**EXERCISE BRIEF**
Write out exactly, with no other output, the lines below from the one that contains "30, row 330." through the end.

**DATA SECTION**
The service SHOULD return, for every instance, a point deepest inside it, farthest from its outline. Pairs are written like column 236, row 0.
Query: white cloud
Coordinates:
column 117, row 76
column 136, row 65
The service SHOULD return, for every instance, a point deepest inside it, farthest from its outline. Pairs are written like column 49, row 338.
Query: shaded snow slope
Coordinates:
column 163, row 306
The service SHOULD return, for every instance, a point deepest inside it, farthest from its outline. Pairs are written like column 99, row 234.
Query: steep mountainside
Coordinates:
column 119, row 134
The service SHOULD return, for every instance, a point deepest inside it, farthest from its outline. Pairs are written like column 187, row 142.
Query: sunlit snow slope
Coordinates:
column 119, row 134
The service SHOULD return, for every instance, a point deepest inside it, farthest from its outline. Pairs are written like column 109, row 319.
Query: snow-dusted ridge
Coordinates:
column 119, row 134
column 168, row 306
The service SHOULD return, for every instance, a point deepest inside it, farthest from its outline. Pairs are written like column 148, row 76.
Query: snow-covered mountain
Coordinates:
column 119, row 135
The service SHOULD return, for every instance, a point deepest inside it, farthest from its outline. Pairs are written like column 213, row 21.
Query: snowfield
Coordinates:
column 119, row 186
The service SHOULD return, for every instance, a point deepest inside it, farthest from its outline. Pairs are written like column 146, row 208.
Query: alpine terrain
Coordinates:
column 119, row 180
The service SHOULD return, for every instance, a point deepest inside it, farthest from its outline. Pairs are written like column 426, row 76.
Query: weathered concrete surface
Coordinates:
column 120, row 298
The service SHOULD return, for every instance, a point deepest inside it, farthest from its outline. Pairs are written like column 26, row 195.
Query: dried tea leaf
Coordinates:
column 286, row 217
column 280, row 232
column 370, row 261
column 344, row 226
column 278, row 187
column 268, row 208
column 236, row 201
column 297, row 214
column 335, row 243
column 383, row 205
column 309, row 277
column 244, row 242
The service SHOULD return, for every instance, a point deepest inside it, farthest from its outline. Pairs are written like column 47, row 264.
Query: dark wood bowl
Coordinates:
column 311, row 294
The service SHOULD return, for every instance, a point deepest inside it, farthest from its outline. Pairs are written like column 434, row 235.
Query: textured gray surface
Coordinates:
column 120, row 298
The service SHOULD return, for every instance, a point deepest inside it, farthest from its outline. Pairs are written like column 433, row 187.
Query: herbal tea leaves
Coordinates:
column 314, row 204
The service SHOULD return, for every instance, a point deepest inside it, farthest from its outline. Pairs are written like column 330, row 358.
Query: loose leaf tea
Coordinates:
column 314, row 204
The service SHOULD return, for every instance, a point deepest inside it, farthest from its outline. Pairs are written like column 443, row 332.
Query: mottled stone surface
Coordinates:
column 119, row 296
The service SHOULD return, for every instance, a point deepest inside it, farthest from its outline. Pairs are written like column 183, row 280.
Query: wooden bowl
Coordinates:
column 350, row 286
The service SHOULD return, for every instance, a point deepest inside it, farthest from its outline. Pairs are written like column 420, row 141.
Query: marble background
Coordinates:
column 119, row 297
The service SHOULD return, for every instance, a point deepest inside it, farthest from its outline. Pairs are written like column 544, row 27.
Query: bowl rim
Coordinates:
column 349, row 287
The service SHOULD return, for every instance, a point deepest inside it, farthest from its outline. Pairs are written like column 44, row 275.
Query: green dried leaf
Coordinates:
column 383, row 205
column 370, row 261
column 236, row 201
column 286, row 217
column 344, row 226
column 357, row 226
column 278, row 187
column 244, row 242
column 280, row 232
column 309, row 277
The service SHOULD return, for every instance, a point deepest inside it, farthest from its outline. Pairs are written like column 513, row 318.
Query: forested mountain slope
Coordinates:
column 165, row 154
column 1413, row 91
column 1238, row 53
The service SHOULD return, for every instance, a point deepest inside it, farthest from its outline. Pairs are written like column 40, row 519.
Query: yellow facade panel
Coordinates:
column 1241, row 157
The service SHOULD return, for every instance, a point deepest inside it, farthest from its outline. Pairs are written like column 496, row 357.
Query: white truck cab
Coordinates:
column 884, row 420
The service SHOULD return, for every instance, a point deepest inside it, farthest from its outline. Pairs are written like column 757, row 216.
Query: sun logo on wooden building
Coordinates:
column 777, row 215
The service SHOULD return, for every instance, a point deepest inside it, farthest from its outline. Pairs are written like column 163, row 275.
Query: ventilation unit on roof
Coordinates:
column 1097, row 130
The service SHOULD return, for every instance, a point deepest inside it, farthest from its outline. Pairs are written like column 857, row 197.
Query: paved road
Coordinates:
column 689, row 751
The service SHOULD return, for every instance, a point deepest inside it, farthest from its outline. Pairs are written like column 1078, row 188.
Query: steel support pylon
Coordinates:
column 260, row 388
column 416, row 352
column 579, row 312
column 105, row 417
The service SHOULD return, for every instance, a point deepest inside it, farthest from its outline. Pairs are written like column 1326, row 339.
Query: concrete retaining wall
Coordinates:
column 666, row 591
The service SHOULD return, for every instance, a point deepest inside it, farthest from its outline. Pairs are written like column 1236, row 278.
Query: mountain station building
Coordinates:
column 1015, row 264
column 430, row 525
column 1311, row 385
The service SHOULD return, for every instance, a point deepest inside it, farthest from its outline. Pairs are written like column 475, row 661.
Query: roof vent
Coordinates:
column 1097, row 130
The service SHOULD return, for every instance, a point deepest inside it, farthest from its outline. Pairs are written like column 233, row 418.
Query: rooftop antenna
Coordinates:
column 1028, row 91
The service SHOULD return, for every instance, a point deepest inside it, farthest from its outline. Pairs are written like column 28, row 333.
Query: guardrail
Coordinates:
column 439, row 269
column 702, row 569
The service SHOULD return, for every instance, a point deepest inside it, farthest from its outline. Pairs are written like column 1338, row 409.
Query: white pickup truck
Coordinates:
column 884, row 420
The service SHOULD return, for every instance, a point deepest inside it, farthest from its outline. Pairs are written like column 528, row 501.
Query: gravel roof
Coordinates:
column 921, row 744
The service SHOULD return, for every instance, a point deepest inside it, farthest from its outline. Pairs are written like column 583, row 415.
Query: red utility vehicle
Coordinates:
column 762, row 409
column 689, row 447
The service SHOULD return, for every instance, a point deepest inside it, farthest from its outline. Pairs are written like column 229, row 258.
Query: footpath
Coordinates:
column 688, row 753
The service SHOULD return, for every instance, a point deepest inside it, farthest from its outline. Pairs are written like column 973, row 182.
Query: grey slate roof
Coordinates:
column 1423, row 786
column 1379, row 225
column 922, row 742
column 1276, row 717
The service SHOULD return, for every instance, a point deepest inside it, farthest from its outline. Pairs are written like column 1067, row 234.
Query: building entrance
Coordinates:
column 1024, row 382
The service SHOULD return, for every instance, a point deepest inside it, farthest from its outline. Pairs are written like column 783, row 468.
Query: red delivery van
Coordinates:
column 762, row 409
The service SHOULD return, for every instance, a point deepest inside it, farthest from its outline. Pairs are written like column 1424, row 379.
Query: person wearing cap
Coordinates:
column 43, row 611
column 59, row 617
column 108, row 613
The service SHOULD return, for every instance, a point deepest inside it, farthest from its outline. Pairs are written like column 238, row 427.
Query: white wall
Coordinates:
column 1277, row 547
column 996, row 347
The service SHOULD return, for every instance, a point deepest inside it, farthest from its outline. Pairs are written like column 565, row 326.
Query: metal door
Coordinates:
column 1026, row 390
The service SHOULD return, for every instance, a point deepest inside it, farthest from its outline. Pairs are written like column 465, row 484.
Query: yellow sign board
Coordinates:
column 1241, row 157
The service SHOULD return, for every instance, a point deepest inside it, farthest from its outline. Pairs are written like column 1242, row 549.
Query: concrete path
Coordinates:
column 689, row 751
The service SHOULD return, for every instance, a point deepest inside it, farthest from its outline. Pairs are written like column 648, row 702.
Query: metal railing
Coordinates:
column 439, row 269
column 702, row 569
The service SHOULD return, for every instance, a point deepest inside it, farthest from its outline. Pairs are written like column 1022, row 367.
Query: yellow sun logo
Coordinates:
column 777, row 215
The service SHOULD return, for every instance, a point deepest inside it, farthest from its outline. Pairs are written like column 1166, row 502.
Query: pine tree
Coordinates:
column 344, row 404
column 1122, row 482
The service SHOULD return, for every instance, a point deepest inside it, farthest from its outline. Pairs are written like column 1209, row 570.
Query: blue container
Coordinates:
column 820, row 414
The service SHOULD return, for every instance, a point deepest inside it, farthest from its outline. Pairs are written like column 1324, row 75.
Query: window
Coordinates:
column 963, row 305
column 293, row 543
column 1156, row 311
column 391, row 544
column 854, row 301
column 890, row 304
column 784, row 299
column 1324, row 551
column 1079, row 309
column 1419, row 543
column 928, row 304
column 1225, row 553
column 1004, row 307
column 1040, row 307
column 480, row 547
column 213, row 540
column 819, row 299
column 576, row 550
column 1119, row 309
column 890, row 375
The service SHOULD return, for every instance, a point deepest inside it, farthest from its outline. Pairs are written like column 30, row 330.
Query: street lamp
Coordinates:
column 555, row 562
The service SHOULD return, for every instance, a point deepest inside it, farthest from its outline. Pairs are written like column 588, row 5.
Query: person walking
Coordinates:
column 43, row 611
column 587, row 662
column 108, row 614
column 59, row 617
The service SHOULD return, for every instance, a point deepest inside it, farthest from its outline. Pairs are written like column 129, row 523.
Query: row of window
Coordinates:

**REPLY**
The service SHOULD return, for every instance, a point deepest inside it, farthest from its outline. Pairs are written like column 30, row 330.
Query: street lamp
Coordinates:
column 555, row 562
The service SHOULD return, for every instance, a point deepest inside it, farthest from its outline. Pairs are written like column 588, row 5.
Query: person walking
Coordinates:
column 43, row 611
column 587, row 662
column 108, row 614
column 59, row 617
The service SHOULD return, for every instance, a point deepest inside it, farthest from its outline. Pairs are written like column 129, row 523.
Query: row of window
Coordinates:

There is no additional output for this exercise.